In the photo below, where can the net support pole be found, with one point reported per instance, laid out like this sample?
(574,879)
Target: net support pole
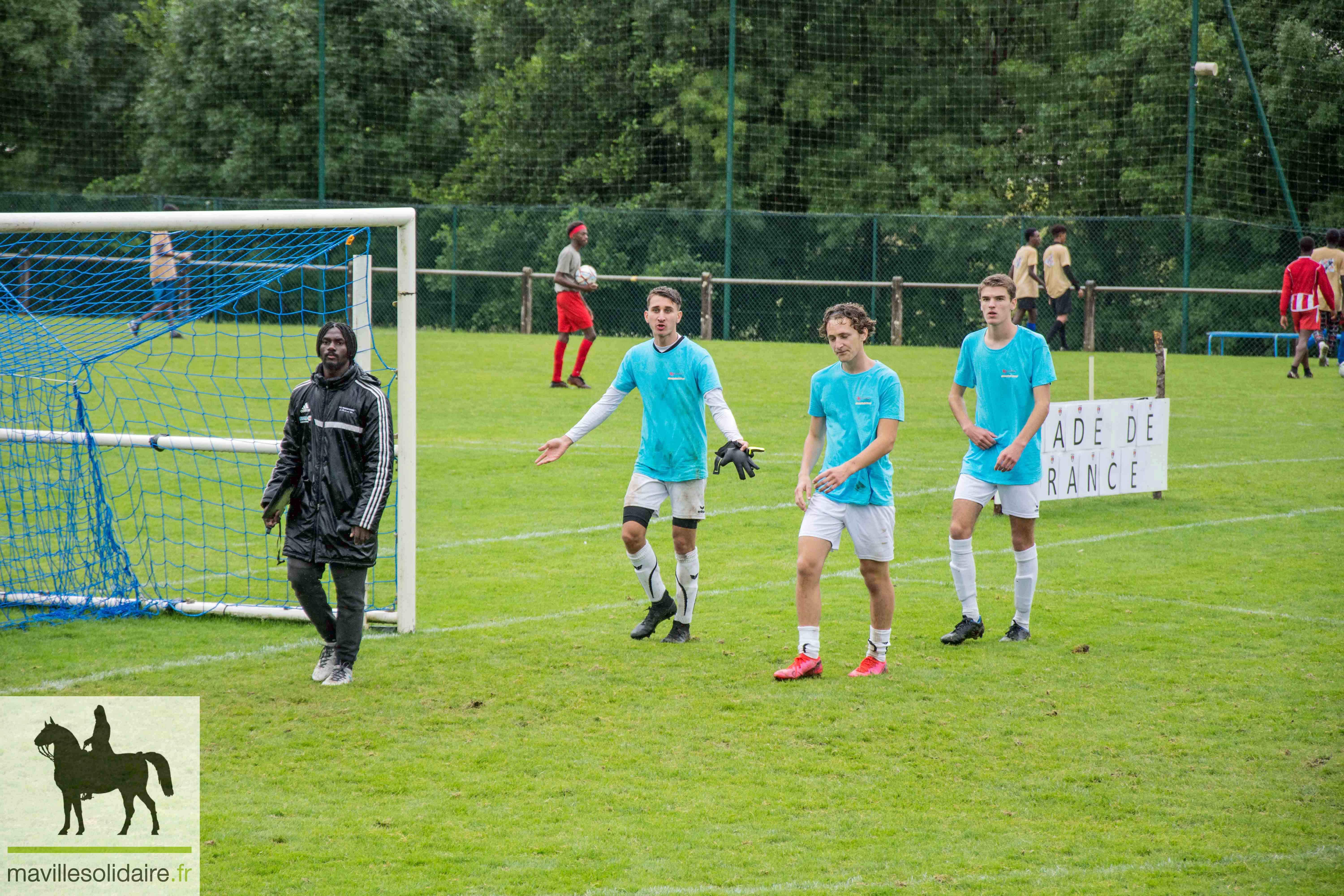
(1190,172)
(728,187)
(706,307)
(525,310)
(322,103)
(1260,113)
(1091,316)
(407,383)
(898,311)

TASK DETAILS:
Update the data above by replacing "net support pole" with "net post" throughout and keeping everything else the same, and leave the pictures out of your answer.

COMPLETED TASK:
In the photo below, where can the net post be found, with one point reported per instance, laid out like this sample?
(574,879)
Target: net post
(1190,172)
(728,187)
(706,307)
(525,310)
(322,103)
(1260,113)
(1091,316)
(407,383)
(898,311)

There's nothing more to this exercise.